WORK INSTRUCTIONS: In how many lines of the data does the word "face" appear? Give the number by itself.

Items listed in a dataset:

════════════════════

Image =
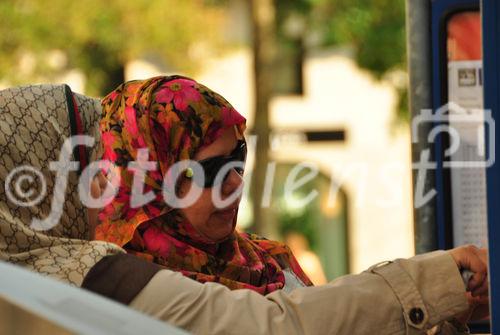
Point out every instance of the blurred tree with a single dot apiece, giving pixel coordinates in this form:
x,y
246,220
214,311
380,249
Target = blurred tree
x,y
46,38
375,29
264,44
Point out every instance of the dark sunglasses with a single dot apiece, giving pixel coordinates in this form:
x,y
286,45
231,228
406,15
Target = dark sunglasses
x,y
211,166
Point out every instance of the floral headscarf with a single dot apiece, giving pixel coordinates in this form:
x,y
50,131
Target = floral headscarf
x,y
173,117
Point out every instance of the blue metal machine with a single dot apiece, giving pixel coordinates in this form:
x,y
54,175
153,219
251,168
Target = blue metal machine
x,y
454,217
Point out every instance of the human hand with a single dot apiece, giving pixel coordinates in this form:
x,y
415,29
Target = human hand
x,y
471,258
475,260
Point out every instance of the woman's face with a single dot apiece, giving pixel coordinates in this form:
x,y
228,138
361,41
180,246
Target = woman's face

════════════════════

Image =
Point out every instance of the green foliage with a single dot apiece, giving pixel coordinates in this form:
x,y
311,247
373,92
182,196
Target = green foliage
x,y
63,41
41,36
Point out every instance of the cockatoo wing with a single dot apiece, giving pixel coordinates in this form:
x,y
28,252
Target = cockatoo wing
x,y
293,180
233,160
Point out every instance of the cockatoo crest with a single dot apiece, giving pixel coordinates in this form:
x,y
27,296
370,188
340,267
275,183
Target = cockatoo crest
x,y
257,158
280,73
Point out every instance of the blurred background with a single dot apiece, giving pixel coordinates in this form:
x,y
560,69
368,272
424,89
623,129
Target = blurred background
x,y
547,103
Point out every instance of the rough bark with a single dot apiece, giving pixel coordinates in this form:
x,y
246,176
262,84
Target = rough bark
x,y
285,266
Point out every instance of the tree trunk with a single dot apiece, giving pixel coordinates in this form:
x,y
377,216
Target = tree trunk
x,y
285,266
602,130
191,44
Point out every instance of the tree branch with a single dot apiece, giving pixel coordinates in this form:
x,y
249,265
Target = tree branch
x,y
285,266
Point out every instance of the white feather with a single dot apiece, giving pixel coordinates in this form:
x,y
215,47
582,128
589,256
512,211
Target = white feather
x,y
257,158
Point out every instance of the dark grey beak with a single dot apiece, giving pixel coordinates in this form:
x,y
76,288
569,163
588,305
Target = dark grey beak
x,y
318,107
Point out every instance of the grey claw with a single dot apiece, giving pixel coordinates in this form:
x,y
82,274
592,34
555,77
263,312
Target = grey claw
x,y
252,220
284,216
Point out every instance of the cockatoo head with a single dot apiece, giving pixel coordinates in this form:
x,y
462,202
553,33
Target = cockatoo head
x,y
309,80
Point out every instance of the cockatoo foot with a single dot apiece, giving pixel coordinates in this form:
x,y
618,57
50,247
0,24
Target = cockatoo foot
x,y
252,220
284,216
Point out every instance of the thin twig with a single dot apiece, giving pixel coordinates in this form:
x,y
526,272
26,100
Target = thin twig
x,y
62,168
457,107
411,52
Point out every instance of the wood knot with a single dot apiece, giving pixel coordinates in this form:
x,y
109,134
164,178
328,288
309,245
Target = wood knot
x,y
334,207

════════════════════

COMPLETED TASK: 2